*TASK ITEM*. Each line of the listing that contains the word "bbox" is to be copied.

══ EXERCISE INPUT ══

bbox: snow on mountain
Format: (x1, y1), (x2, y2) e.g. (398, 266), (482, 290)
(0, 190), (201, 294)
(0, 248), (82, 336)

═══
══ EXERCISE INPUT ══

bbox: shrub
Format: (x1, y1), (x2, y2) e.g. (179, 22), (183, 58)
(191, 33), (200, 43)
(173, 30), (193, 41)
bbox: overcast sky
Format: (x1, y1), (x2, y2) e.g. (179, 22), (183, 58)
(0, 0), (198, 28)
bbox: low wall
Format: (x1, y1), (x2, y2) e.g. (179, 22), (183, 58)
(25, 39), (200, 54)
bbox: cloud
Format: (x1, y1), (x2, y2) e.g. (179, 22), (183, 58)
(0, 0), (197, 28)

═══

*EXPECTED ANSWER*.
bbox: snow on mountain
bbox: shrub
bbox: overcast sky
bbox: low wall
bbox: cloud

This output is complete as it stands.